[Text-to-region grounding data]
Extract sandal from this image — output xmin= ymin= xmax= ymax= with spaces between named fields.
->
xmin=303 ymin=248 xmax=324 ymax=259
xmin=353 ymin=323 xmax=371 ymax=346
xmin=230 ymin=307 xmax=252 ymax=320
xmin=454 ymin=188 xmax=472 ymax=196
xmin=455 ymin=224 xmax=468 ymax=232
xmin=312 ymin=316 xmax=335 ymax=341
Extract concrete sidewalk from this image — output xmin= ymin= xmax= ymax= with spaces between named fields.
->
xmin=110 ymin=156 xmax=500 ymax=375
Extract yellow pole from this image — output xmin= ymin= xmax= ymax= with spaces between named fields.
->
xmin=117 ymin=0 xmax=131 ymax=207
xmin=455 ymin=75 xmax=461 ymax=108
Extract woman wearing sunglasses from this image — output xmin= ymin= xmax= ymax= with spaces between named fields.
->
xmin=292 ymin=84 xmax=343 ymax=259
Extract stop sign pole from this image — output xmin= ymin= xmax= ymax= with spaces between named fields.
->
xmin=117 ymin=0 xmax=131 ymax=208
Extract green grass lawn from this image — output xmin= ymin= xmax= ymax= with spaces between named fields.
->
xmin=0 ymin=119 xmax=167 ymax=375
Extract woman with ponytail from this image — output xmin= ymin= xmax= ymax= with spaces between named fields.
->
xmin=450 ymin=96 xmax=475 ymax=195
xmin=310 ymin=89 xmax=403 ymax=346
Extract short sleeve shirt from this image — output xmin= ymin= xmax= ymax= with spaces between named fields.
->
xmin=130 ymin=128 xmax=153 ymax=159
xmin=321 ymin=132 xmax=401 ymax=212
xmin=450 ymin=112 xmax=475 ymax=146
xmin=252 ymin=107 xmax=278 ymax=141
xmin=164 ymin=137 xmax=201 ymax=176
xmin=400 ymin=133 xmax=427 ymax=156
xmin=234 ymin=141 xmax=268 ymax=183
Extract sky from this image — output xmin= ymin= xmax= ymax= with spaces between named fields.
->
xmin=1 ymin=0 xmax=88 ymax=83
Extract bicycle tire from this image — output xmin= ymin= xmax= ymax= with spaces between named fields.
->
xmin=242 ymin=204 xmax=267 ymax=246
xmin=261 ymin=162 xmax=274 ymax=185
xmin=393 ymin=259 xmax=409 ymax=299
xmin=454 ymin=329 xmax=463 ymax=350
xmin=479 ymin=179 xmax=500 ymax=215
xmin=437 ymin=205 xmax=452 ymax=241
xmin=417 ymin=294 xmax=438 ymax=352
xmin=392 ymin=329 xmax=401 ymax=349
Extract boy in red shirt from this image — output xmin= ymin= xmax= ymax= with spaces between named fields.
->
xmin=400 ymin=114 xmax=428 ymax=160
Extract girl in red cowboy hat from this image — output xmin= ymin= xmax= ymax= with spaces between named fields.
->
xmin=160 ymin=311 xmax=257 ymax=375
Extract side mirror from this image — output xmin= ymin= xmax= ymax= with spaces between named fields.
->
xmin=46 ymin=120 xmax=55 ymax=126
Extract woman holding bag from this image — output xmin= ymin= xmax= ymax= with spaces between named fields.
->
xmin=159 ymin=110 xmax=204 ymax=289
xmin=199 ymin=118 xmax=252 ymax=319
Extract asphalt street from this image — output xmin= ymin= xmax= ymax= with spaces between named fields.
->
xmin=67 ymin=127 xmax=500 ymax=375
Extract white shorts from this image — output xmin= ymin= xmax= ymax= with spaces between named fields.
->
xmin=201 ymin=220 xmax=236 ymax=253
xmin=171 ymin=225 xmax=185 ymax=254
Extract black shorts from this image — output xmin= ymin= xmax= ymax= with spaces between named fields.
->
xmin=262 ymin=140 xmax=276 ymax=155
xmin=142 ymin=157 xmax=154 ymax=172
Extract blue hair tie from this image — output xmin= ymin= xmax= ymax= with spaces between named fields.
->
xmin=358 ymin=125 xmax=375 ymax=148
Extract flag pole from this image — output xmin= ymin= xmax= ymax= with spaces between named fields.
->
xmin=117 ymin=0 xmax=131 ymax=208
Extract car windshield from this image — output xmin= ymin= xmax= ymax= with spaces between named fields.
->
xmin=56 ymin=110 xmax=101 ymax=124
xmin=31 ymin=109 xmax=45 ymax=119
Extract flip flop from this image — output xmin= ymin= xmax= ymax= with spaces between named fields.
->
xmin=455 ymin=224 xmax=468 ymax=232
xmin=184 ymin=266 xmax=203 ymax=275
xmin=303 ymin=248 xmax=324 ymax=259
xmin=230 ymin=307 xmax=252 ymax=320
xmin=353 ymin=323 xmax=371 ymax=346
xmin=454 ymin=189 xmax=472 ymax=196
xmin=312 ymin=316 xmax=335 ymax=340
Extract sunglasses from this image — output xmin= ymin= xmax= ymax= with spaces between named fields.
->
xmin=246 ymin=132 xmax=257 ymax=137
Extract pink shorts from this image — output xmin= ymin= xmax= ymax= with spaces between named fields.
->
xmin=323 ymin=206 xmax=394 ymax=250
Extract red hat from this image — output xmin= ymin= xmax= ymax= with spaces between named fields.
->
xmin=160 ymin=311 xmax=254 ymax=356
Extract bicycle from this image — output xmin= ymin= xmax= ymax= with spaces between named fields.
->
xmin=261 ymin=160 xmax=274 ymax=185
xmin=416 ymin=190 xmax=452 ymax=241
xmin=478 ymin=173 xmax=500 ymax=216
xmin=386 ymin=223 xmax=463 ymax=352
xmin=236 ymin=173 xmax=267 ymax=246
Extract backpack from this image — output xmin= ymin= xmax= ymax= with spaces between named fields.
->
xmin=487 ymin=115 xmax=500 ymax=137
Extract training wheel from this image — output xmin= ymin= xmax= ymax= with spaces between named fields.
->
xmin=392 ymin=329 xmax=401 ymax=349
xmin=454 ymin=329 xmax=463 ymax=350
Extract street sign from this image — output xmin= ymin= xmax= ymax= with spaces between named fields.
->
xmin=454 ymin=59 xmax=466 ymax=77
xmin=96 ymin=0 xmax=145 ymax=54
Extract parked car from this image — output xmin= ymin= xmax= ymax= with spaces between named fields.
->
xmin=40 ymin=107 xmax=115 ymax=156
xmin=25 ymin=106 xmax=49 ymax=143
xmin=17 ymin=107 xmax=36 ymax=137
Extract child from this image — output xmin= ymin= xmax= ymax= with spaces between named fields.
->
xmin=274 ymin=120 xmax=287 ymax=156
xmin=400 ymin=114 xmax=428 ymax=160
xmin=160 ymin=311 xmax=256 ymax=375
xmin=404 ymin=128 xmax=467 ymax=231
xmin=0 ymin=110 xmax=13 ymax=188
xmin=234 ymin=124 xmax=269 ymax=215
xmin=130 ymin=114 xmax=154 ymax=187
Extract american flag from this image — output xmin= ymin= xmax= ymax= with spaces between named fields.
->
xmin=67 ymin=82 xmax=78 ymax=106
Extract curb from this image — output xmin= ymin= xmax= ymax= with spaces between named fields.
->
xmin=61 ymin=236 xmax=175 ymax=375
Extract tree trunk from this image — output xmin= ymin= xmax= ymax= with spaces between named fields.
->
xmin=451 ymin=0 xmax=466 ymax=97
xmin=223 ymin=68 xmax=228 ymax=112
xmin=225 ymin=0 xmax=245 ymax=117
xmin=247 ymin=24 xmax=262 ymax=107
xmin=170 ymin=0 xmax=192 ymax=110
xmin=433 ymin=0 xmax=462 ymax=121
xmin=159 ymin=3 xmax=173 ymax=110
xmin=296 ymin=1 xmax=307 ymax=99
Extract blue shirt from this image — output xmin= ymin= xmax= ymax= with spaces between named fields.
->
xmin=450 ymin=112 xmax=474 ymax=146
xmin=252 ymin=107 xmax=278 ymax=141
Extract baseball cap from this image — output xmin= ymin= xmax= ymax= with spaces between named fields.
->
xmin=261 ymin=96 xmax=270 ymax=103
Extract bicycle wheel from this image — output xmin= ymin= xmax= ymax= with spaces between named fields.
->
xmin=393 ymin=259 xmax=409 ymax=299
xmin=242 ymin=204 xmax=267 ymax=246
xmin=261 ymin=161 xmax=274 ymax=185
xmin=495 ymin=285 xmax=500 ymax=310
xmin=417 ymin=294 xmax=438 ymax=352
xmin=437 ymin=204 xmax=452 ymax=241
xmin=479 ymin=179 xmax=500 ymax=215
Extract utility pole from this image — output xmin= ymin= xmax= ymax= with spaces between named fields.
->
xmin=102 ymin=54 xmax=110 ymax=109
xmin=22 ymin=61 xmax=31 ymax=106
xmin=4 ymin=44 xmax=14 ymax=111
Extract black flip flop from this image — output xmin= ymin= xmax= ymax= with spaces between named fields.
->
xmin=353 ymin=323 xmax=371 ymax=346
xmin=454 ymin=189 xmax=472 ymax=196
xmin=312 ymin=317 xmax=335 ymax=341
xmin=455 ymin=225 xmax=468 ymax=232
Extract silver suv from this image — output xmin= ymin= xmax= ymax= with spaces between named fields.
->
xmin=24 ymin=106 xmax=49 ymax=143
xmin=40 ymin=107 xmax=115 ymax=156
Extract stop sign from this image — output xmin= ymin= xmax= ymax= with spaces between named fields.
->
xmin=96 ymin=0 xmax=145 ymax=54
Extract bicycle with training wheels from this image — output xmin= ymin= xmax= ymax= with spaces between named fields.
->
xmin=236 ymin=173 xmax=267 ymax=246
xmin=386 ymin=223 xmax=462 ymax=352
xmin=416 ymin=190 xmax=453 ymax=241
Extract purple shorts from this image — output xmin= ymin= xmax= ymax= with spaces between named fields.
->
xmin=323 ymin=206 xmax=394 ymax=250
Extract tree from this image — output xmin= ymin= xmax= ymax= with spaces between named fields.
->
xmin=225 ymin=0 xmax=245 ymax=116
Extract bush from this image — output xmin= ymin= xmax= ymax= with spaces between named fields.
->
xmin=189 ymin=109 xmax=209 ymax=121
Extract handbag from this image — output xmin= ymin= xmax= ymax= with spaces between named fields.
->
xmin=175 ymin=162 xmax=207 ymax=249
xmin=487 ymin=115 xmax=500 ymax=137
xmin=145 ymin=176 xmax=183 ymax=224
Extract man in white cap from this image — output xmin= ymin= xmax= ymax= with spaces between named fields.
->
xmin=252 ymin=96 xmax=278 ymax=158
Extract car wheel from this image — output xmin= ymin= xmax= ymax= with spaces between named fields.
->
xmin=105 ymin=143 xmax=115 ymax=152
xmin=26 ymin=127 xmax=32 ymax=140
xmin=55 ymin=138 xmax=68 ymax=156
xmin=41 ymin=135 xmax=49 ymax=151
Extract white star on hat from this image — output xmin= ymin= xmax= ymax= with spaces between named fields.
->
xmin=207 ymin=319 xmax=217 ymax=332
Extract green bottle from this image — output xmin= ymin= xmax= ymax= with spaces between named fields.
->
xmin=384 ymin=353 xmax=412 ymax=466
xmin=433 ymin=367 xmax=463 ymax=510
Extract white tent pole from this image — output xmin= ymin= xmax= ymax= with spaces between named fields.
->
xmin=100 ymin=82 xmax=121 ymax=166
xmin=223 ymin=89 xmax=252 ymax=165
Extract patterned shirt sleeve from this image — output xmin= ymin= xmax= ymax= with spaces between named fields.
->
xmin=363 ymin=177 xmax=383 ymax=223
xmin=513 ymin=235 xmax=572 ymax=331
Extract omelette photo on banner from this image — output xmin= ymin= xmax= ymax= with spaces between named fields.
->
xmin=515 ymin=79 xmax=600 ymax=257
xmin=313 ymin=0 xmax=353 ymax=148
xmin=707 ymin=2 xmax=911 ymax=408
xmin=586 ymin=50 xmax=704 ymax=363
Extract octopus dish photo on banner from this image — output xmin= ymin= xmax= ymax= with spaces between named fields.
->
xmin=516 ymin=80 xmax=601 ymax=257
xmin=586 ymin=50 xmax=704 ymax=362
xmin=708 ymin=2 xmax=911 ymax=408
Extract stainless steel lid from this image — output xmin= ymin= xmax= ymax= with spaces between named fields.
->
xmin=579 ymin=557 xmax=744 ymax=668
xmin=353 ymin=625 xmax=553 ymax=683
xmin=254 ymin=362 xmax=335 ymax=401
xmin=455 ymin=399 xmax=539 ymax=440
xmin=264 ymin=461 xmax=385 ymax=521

What the exercise asks: Your task is to gather all lines from the entries above that hold the word "flop".

Task solution:
Extract flip flop from this image — output xmin= ymin= xmax= ymax= with spaces between named fields.
Extract black flip flop from this image — output xmin= ymin= xmax= ymax= with spaces between named fields.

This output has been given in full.